**WHAT TO DO:**
#1 According to the text on Edward Durell Stone, how did the New Formalist style stand apart from the International Style?
#2 From the text on Edward Durell Stone, write out the passage that begins at the words "Born in Fayetteville, Arkansas" and stops after "earned a degree.".

** Opening EXTRACTED TEXT block **

Architect

Edward Durell Stone

Edward Durell Stone was an early pioneer of the New Formalist style. A highly prolific architect who designed buildings across the globe, by 1958 Stone was one of the best-known architects in America.

Edward Durell Stone (center) viewing a model of NASA's Electronics Research Center, 1964. Image in public domain.

Edward Durell Stone (1902 – 1978)

Born in Fayetteville, Arkansas in 1902, Stone was the youngest of four children. He displayed an aptitude for drawing at an early age. After attending the University of Arkansas, Stone moved to Boston in 1922. He took classes at the Boston Architectural Club (now Boston Architectural College), Harvard University’s School of Architecture (where he earned a scholarship), and MIT, though he never earned a degree.

Stone began his career as a draftsman at the Boston-based firm Coolidge, Shepley, Bulfinch and Abbott. He moved to New York in 1929, joining the firm of Schultze & Weaver, where he designed the main lobby, grand ballroom, and private dining rooms of the Waldorf-Astoria. He received his first independent commission in 1933.

Stone traveled often to Italy and drew upon European precedents in his work. He became an early pioneer of the New Formalist style, whose classically inspired forms and materials countered the stark minimalism of the International Style.

** Closing EXTRACTED TEXT block **
** Opening EXTRACTED ENTRIES block **

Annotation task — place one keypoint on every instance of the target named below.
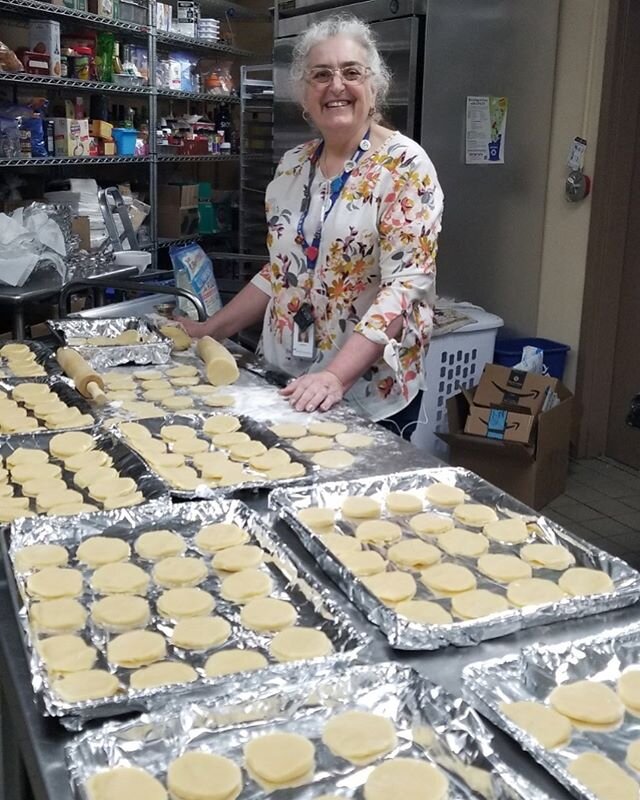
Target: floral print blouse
(376, 262)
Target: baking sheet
(156, 350)
(432, 726)
(316, 605)
(535, 671)
(406, 635)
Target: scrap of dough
(226, 662)
(162, 673)
(424, 611)
(268, 614)
(603, 777)
(120, 612)
(359, 736)
(203, 776)
(136, 649)
(587, 701)
(406, 778)
(548, 727)
(478, 603)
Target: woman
(353, 222)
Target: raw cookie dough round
(333, 459)
(120, 579)
(391, 587)
(237, 558)
(378, 531)
(359, 736)
(63, 615)
(403, 502)
(603, 777)
(268, 614)
(203, 776)
(279, 759)
(448, 579)
(508, 531)
(162, 673)
(587, 701)
(51, 583)
(430, 524)
(200, 633)
(226, 662)
(120, 612)
(503, 568)
(98, 550)
(39, 556)
(66, 653)
(533, 591)
(188, 602)
(219, 536)
(582, 580)
(548, 727)
(548, 556)
(441, 494)
(360, 508)
(424, 611)
(459, 542)
(180, 571)
(246, 585)
(136, 649)
(124, 782)
(155, 545)
(474, 515)
(408, 778)
(478, 603)
(413, 553)
(89, 684)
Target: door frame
(617, 132)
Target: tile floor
(602, 505)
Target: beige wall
(576, 107)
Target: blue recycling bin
(508, 352)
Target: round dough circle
(587, 701)
(226, 662)
(203, 776)
(268, 614)
(409, 778)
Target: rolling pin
(87, 381)
(220, 365)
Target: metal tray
(315, 605)
(431, 725)
(156, 350)
(406, 635)
(535, 671)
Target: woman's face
(339, 106)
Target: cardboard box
(534, 473)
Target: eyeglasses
(322, 76)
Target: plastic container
(454, 361)
(125, 139)
(508, 352)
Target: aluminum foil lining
(431, 724)
(406, 635)
(316, 606)
(156, 349)
(535, 672)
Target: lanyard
(337, 185)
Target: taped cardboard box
(534, 473)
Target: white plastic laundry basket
(455, 360)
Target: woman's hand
(318, 390)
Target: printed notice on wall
(486, 128)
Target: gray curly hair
(349, 27)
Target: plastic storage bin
(509, 352)
(454, 361)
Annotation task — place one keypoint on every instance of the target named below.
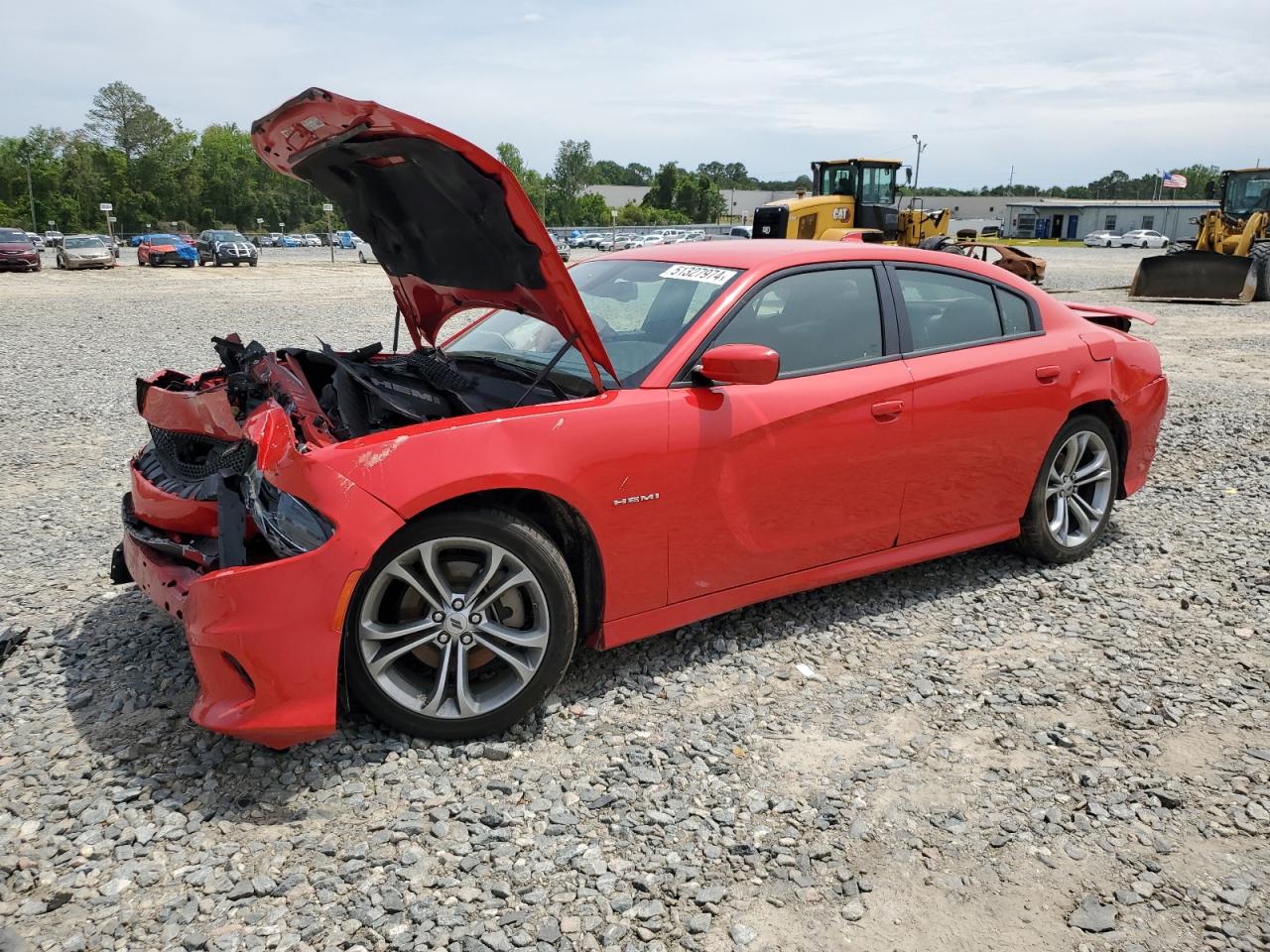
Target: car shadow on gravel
(130, 684)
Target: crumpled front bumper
(266, 638)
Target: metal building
(1072, 218)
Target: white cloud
(1062, 98)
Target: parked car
(112, 243)
(18, 253)
(220, 246)
(79, 252)
(167, 249)
(1143, 238)
(1102, 239)
(1015, 261)
(698, 426)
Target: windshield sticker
(699, 273)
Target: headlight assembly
(287, 524)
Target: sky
(1064, 93)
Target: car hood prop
(448, 222)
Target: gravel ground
(978, 753)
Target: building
(1072, 218)
(968, 211)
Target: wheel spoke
(522, 670)
(536, 638)
(399, 571)
(379, 631)
(1058, 525)
(380, 664)
(439, 690)
(429, 557)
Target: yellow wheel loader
(851, 198)
(1228, 261)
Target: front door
(807, 470)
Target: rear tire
(1075, 492)
(1260, 257)
(497, 678)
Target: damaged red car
(608, 452)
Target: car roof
(774, 254)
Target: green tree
(123, 118)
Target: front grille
(191, 456)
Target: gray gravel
(979, 753)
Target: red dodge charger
(610, 451)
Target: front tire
(1075, 492)
(462, 625)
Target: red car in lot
(651, 438)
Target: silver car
(79, 252)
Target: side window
(1015, 316)
(815, 320)
(945, 309)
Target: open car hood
(448, 222)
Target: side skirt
(694, 610)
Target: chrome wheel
(1079, 489)
(453, 627)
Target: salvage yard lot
(966, 749)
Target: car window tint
(1015, 316)
(815, 320)
(945, 309)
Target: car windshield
(639, 308)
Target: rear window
(948, 309)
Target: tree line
(158, 175)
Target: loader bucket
(1194, 276)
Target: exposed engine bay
(333, 397)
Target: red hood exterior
(448, 222)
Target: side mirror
(739, 363)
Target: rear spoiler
(1109, 315)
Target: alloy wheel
(1079, 489)
(453, 627)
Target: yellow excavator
(852, 198)
(1228, 261)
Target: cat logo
(647, 498)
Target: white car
(1143, 238)
(1102, 239)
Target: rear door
(989, 393)
(807, 470)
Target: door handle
(888, 411)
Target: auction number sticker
(699, 273)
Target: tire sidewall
(1035, 535)
(549, 567)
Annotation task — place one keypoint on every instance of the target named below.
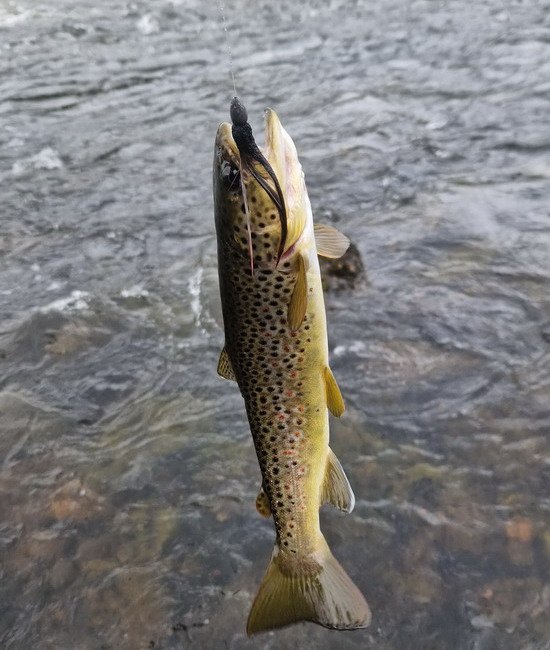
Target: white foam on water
(12, 14)
(134, 292)
(77, 301)
(47, 158)
(147, 24)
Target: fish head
(247, 217)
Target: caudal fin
(325, 595)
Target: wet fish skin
(276, 349)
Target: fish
(276, 350)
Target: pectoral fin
(336, 488)
(329, 241)
(335, 401)
(298, 301)
(225, 368)
(262, 504)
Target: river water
(127, 473)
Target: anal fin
(329, 241)
(298, 301)
(262, 504)
(336, 488)
(335, 401)
(225, 367)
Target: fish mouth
(278, 149)
(280, 152)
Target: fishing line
(221, 8)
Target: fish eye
(230, 177)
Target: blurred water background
(127, 473)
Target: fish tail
(325, 595)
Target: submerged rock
(347, 272)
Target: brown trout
(276, 350)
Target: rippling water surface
(127, 473)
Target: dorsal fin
(298, 301)
(329, 241)
(336, 488)
(335, 401)
(225, 367)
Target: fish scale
(276, 350)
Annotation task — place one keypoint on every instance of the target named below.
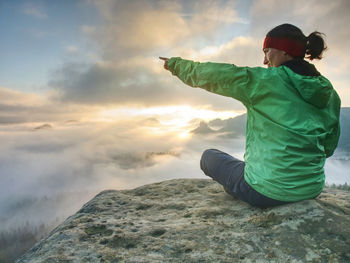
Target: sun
(174, 119)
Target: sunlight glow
(171, 115)
(177, 121)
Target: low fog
(49, 171)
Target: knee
(206, 157)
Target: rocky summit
(194, 220)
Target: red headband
(292, 47)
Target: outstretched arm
(166, 60)
(220, 78)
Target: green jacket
(292, 123)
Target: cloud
(19, 107)
(37, 11)
(132, 36)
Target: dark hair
(314, 44)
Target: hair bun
(315, 45)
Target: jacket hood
(311, 85)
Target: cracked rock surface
(194, 220)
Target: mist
(48, 173)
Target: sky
(86, 105)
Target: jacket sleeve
(220, 78)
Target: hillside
(194, 220)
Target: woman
(292, 119)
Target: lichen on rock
(194, 220)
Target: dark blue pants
(229, 172)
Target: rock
(194, 220)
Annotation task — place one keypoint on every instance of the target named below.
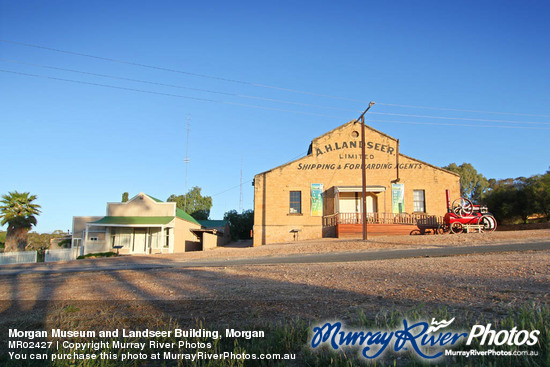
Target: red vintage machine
(463, 216)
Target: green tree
(19, 212)
(193, 203)
(473, 185)
(240, 225)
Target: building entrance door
(140, 241)
(350, 202)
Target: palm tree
(19, 212)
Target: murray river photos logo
(427, 341)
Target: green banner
(316, 200)
(398, 198)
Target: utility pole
(363, 171)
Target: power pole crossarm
(364, 171)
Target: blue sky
(77, 144)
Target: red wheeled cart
(463, 216)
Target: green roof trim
(155, 199)
(135, 220)
(212, 223)
(183, 215)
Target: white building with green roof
(142, 225)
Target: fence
(66, 254)
(92, 247)
(21, 257)
(381, 218)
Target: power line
(460, 125)
(460, 118)
(176, 71)
(461, 110)
(273, 108)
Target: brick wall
(335, 160)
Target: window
(295, 202)
(419, 201)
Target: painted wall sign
(398, 198)
(316, 200)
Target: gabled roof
(183, 215)
(367, 127)
(212, 223)
(135, 220)
(179, 213)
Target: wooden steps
(356, 230)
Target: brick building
(320, 195)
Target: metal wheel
(462, 207)
(456, 227)
(489, 223)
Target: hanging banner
(398, 198)
(316, 200)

** Closing EXTRACTED ENTRIES block **

**EXERCISE SOLUTIONS:**
#1 The New Formalist style used classically inspired forms and materials. These countered the stark minimalism of the International Style.

#2
Born in Fayetteville, Arkansas in 1902, Stone was the youngest of four children. He displayed an aptitude for drawing at an early age. After attending the University of Arkansas, Stone moved to Boston in 1922. He took classes at the Boston Architectural Club (now Boston Architectural College), Harvard University’s School of Architecture (where he earned a scholarship), and MIT, though he never earned a degree.